Task requirements
Render this sentence from the article on working from home in Spanish: "Occupied office space in Seattle has grown 34 percent since 2010, according to the Downtown Seattle Association."

Extracted text
With COVID-19 vaccines being widely dispensed, will an end to this pandemic halt “work from home?” Will workers return to downtown offices at pre-pandemic levels? Not likely.
However, it is not an either/or question, said Stanford professor Nicholas Bloom, co-director of the National Bureau of Economic Research’s productivity, innovation and entrepreneurship program.
“Working from home will be very much a part of our post-COVID economy,” he said, “so, the sooner policymakers and business (employers) think of the implications of a home-based workforce, the better our firms and communities will be positioned when the pandemic subsides.”
In September, Reuters reported that US-based Enterprises Technology Research surveyed 1,200 chief information officers who indicated more than one-third of their workers are “permanently remote” in 2021.
The logical follow-up question: Should employers (business and government) get rid of offices altogether? “No, but you may want to move it,” Bloom said. “What is happening, however, is offices are moving from skyscrapers to industrial parks?”
The pandemic reversed the urban growth pattern starting in the 1980s “when Americans have flocked to revitalized downtowns.”
Occupied office space in Seattle has grown 34 percent since 2010, according to the Downtown Seattle Association. Now, those towers sit hollow. Roughly 90 percent of the 47 million square feet of leased Seattle office space is currently vacated as a result of the pandemic.”
Bloom estimates that post-pandemic workers not in downtown could trim total daily spending in bars, restaurants and shops by half of pre-pandemic levels.
Regardless, whether offices are in tall buildings, strip malls or industrial parks, they must be reconfigured. They need to be roomier and arranged for social distancing. So will lobbies, elevators, breakrooms, transit buses and commuter trains that often were crammed to capacity.
Bloom’s best advice is plan to split time between home and the workplace. Work from home about one to three days a week. It’ll ease the stress of commuting, allow for employees to use their at-home days for quiet, thoughtful work, and let them use their in-office days for meetings and collaborations. That schedule also gives employers options to rearrange offices for “shared space” to avoid renting additional footage.
Before the pandemic, the Bureau of Labor Statistics estimated only 15 percent of salaried employees had a full day working from home and only 2 percent worked from home full time. Working from home now is dominating our lives and jumped by 12,000 percent last year. Now, 42 percent of our labor force works from home full time. However, another 33 percent of workers are unemployed. The remaining 26 percent work at traditional employer premises. They are mainly essential service workers such as firefighters and hospital staff.

Information shown
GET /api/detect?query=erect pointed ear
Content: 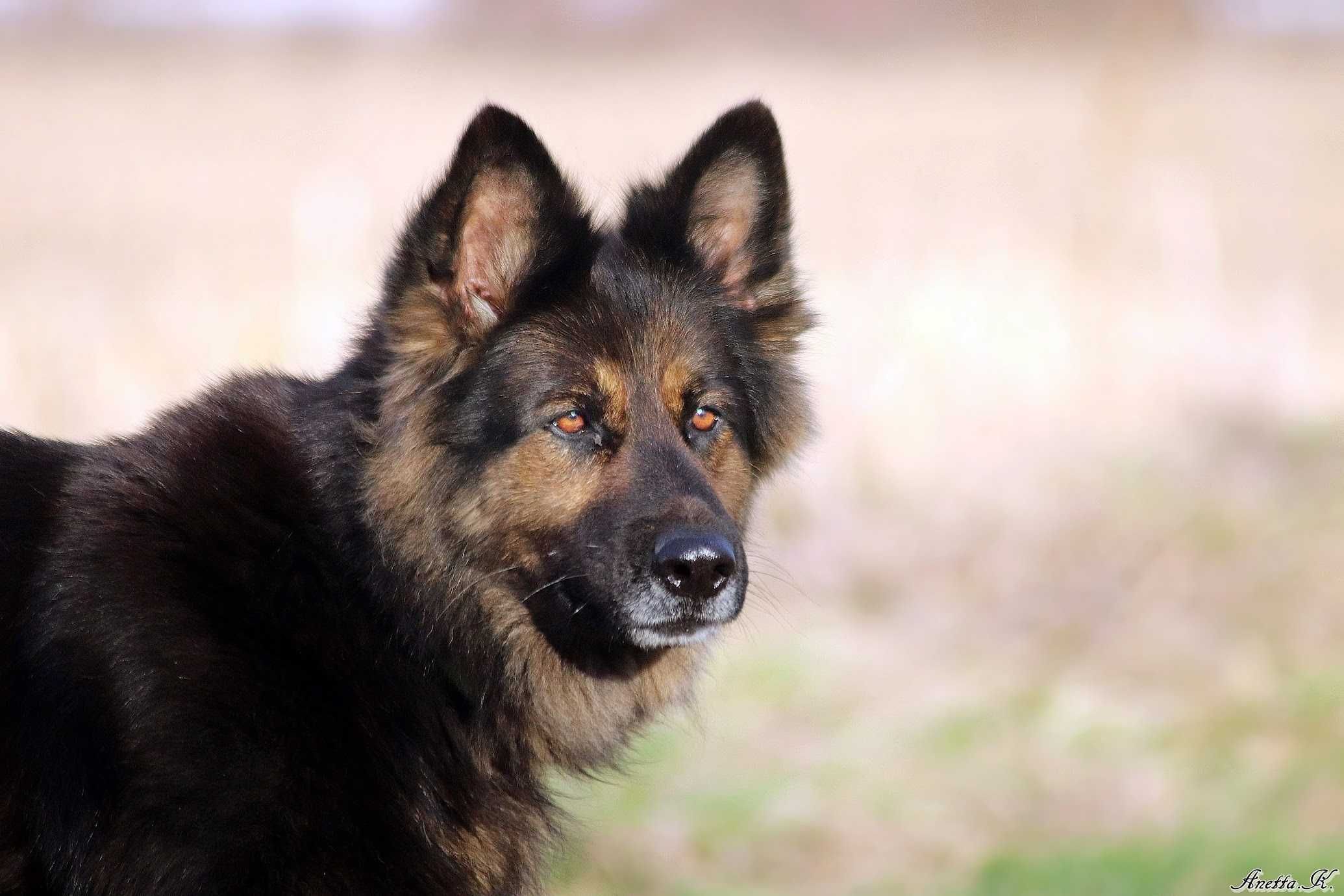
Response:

Written solution
El espacio de oficinas ocupado en Seattle ha crecido un 34 por ciento desde 2010, según la Downtown Seattle Association.